BLOC DE TEXTE:
<<<<
Le Groupe Jean Coutu manoeuvre en coulisse pour que le gouvernement lui confie la responsabilité du projet pilote des nouvelles supercliniques promises par les libéraux lors de la dernière campagne électorale, a appris La Presse.

La chaîne de détaillants en pharmacie a embauché une lobbyiste pour l'aider à investir ce nouveau champ d'activités commerciales.

« On explore toutes les avenues », a confirmé Hélène Bisson, vice-présidente aux communications du Groupe Jean Coutu, lorsqu'interrogée sur le rôle que l'entreprise pourrait jouer dans l'implantation de ce nouveau type d'établissements, dont la forme n'a pas encore été fixée par le gouvernement.

Lors de la dernière campagne électorale, Philippe Couilllard et son équipe avaient promis la création dans tout le Québec d'une cinquantaine de supercliniques aux heures d'ouverture très étendues. Ces établissements regrouperaient des médecins omnipraticiens, des spécialistes, des infirmières et d'autres professionnels de la santé sous un même toit.

Privés ou publics?

Le projet est toujours dans les cartons du ministre Gaétan Barrette, qui n'a pas encore précisé s'il s'agirait d'établissements privés ou publics.
>>>>
Enregistrements contenus dans un jeu de données
<<<<
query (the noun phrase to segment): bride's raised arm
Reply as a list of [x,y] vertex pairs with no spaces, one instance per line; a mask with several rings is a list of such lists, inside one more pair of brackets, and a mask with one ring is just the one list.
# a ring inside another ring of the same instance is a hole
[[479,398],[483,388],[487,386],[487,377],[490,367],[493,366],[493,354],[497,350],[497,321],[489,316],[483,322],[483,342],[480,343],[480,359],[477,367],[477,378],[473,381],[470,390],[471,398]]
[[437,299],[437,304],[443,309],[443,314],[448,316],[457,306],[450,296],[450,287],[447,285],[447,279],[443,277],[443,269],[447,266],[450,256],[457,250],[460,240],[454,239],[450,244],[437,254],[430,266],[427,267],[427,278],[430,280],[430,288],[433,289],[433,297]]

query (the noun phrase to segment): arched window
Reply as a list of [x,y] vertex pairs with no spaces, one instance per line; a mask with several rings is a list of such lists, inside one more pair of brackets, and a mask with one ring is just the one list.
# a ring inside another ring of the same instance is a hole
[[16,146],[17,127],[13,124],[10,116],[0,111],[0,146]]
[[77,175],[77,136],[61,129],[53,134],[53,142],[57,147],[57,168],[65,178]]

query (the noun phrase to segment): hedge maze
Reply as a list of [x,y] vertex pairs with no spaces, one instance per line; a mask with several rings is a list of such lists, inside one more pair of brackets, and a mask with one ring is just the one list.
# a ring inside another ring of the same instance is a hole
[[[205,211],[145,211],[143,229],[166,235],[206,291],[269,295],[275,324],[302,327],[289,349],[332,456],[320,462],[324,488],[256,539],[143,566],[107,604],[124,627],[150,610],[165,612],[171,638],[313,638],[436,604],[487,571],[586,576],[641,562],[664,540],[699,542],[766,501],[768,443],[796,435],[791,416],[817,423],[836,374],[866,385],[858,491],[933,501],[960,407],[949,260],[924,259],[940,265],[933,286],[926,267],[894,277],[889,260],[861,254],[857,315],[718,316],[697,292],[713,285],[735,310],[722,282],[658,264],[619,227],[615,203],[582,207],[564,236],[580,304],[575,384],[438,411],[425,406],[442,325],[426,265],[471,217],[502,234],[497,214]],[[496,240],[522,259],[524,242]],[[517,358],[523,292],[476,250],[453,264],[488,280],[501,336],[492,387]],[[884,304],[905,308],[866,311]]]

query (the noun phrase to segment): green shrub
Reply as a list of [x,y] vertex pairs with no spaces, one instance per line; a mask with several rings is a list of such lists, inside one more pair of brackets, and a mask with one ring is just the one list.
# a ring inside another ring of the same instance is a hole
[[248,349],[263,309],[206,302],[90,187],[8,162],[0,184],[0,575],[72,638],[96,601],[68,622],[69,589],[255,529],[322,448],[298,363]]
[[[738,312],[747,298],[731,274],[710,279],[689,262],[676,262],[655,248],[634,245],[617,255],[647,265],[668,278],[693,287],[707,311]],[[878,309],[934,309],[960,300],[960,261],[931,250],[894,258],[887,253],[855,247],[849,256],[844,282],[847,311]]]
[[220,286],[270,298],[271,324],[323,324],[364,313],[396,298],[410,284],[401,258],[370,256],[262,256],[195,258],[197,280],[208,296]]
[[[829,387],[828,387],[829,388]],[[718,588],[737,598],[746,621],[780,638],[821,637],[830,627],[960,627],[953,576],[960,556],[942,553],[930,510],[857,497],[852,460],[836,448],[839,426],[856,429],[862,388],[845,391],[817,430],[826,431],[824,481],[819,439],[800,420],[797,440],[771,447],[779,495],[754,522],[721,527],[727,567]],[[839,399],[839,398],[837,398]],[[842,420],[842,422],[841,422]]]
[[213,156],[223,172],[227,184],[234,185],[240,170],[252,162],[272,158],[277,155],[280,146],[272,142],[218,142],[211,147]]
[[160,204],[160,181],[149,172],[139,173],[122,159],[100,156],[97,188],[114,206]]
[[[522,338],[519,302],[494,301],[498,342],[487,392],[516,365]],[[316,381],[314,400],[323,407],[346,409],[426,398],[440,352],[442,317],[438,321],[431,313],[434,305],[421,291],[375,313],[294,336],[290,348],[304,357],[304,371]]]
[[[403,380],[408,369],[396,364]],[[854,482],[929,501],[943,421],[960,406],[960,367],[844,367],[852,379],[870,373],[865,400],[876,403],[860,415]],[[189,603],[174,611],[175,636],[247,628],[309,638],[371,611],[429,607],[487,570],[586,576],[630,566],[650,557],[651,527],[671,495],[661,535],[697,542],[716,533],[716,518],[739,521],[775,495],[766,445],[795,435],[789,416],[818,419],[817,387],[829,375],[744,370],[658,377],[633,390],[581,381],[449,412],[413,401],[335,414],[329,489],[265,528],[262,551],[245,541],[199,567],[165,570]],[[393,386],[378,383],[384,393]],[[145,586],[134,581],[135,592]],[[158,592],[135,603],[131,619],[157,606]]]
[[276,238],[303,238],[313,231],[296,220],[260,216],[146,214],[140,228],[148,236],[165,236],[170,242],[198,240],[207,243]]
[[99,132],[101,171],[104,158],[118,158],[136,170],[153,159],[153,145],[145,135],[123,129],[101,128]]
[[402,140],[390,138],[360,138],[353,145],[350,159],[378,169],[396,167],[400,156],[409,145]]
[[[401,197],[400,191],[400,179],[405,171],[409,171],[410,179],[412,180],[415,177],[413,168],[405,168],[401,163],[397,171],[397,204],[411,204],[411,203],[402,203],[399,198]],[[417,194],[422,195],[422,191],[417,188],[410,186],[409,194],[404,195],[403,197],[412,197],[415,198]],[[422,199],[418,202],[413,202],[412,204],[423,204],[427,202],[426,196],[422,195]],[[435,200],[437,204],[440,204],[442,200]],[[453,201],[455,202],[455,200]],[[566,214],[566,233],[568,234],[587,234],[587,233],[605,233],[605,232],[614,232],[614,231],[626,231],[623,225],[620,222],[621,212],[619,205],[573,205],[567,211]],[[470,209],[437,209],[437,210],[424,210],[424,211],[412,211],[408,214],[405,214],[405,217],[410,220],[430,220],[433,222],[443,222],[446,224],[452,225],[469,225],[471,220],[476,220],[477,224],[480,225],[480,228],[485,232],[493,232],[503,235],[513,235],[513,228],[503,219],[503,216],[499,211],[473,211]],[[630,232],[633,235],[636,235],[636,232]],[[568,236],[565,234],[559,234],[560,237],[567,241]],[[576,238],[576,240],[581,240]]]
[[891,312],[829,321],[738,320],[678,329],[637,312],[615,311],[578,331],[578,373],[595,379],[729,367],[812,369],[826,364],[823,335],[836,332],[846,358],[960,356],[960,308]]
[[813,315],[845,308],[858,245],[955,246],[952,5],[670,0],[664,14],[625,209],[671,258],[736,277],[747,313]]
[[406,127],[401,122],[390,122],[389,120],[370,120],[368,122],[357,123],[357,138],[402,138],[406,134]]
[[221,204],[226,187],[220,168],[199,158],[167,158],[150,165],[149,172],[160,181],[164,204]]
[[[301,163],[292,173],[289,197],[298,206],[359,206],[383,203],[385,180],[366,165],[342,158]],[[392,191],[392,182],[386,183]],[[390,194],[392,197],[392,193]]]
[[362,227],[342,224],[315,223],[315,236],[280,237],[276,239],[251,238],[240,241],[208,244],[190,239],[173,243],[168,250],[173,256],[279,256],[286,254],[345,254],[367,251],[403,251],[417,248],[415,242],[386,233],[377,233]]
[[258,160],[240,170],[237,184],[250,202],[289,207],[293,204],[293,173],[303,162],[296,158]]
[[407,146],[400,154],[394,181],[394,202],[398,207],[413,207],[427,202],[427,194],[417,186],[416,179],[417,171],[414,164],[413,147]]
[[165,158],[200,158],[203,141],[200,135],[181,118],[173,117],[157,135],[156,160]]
>>>>
ACTIVITÉ 1:
Répondez aux questions suivantes à partir de l'article sur les supercliniques.
(a) Qui la chaîne de détaillants en pharmacie a-t-elle embauché pour l'aider à investir ce nouveau champ d'activités ?
(b) Quel poste Hélène Bisson occupe-t-elle au sein du Groupe Jean Coutu ?
(c) Combien de supercliniques les libéraux avaient-ils promis de créer dans tout le Québec ?
ACTIVITÉ 2:
Rédigez la suite de l'article sur les supercliniques après sa dernière phrase.

RÉSULTAT 1:
(a) Elle a embauché une lobbyiste.
(b) Elle est vice-présidente aux communications.
(c) Ils avaient promis une cinquantaine de supercliniques.

RÉSULTAT 2:
« Il reste à choisir le cadre de gestion, mais ce qui est important, c'est que peu importe la forme, le patient pourra payer avec sa carte d'assurance maladie », confirme Joanne Beauvais, attachée de presse du ministre.

Le Groupe Jean Coutu ne veut pas regarder le train passer sans agir. L'entreprise, qui exploite plus de 400 établissements franchisés en pharmacie et qui fabrique aussi des médicaments génériques, a demandé à sa lobbyiste Ginette Pellerin d'intervenir auprès du ministère de la Santé et des Services sociaux (MSSS) et du ministère de l'Économie, de l'Innovation et des Exportations.

Elle doit obtenir les informations nécessaires et préparer un « dossier pertinent afin de collaborer avec le MSSS à la mise sur pied de plusieurs supercliniques, dans plusieurs régions du Québec ».

« Particulièrement, le client veut obtenir le mandat du projet pilote de la première superclinique », précise la fiche de Mme Pellerin au registre des lobbyistes.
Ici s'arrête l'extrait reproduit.